TASK BRIEF:
Strip out the pictures and transcribe the records that follow exactly.

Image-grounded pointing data
__________________________________________________

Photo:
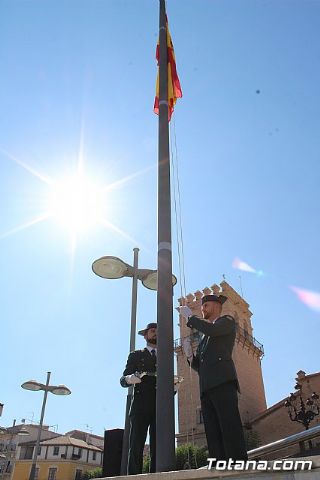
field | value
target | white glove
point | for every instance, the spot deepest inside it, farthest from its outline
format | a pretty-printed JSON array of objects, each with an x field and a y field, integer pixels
[
  {"x": 187, "y": 347},
  {"x": 184, "y": 311},
  {"x": 132, "y": 379},
  {"x": 177, "y": 382}
]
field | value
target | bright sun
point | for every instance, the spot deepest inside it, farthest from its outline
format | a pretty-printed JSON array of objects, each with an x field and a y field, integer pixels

__________________________________________________

RESPONSE FOR THIS EXERCISE:
Photo:
field | value
target | white glove
point | for every instance, the spot deepest inside it, farthest from its outline
format | a pretty-printed JSON array of objects, each with an x field and a y field, integer pixels
[
  {"x": 187, "y": 347},
  {"x": 184, "y": 311},
  {"x": 132, "y": 379},
  {"x": 177, "y": 382}
]
field | value
target | bright sun
point | for every instance, the spot deepest inside it, farthest from its outline
format | a pretty-printed JSON array of objects, each with an x field and a y field, integer pixels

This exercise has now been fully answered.